— EXERCISE REQUIREMENTS —
Filter the lines below and copy out each one that contains the string "focus", keeping each line unchanged.

----- EXERCISE DATA -----

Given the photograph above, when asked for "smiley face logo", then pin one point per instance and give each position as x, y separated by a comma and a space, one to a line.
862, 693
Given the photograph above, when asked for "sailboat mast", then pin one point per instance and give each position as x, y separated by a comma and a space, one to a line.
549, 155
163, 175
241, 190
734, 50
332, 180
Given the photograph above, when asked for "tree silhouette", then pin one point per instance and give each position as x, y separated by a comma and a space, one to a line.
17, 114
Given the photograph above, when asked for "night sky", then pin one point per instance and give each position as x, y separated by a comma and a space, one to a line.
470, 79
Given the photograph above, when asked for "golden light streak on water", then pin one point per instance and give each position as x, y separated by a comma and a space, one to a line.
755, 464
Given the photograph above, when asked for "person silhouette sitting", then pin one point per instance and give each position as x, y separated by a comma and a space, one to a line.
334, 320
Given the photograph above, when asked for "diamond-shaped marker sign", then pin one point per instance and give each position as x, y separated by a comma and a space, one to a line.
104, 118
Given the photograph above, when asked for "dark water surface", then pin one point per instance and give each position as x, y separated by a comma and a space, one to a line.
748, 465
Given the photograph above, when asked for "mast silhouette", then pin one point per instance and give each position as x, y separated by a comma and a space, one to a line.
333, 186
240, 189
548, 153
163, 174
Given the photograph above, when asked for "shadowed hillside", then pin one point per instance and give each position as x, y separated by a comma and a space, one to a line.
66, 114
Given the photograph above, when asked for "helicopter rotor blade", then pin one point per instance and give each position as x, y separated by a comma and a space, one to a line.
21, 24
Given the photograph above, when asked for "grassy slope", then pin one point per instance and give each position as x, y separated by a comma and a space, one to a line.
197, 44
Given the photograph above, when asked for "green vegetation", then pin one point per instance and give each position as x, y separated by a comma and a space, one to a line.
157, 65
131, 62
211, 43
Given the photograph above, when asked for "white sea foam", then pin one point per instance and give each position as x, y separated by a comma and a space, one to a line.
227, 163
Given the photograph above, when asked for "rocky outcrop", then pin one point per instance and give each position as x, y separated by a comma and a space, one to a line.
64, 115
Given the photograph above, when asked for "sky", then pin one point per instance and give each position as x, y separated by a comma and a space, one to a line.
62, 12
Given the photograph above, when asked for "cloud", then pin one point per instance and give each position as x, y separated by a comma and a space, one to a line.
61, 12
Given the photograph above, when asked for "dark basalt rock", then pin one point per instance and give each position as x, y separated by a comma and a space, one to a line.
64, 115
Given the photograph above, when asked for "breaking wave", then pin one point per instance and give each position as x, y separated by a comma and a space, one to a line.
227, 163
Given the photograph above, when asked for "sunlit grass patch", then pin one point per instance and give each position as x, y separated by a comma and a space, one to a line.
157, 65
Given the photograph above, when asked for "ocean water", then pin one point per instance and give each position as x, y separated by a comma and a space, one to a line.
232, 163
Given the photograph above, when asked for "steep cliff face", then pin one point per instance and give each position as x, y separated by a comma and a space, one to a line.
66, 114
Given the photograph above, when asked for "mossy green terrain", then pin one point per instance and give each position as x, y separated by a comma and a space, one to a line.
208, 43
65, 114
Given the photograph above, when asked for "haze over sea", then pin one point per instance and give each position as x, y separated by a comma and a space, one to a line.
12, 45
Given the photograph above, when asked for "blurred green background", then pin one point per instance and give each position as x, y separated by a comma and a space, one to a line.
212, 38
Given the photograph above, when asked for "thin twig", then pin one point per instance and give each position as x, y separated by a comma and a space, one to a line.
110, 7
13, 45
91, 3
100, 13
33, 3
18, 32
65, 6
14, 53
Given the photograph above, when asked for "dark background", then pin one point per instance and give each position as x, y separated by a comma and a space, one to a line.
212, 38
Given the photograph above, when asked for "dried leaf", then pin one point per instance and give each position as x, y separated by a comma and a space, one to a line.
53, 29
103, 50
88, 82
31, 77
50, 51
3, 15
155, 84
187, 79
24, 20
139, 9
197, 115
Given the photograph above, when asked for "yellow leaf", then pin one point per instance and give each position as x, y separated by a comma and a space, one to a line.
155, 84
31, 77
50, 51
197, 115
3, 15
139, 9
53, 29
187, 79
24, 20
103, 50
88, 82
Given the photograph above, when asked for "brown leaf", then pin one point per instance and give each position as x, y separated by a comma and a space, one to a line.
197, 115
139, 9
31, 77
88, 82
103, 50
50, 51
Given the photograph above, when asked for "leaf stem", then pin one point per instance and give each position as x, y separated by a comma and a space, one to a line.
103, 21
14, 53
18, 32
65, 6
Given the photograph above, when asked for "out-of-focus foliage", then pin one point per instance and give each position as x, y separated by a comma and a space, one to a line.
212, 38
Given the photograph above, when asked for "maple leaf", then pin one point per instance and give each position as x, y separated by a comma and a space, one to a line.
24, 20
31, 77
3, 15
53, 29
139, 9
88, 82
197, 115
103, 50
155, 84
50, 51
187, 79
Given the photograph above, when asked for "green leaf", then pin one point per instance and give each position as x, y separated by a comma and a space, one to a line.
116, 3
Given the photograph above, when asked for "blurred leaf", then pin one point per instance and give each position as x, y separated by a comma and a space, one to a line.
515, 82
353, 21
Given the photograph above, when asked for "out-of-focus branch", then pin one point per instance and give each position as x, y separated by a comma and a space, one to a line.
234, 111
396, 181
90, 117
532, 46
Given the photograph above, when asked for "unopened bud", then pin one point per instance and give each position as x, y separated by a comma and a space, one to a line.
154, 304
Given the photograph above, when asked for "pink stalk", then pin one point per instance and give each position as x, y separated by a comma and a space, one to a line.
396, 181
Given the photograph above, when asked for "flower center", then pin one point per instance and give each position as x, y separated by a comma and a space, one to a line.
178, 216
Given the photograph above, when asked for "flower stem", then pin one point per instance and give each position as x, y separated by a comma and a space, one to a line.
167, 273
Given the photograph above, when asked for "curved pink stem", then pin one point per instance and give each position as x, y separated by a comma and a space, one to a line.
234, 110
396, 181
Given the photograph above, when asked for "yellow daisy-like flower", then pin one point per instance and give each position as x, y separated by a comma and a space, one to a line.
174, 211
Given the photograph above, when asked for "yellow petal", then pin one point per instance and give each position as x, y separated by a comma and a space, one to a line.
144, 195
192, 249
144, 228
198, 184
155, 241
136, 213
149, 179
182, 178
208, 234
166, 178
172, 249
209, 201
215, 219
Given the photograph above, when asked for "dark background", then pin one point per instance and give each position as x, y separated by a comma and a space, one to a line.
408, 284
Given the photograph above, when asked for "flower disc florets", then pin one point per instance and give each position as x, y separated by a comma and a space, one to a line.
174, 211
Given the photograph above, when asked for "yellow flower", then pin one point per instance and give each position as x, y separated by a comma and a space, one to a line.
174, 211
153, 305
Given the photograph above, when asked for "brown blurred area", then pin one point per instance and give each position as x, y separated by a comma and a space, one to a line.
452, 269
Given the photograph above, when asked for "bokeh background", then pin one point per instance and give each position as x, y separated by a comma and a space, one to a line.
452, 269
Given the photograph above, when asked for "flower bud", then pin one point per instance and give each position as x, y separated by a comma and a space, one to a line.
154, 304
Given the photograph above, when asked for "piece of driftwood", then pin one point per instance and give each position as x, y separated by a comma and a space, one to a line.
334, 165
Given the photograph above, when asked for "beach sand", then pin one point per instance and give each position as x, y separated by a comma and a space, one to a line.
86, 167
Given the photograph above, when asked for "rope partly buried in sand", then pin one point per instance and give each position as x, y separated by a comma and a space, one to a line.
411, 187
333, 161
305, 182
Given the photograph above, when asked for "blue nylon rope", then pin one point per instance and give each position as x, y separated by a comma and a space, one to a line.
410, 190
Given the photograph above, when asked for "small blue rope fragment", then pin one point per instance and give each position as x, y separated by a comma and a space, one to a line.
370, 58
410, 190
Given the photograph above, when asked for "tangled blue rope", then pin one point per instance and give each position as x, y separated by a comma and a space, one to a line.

-----

— OUTPUT —
Given the photograph above, when asked for "out-of-focus foliage", then pin one point per instance and give each position as x, y separated by a comma and a space, one to a line.
Given the photograph above, when asked for "out-of-focus branch", then pin one point per instance and give each position as x, y separated by a comma and a space, one to a line.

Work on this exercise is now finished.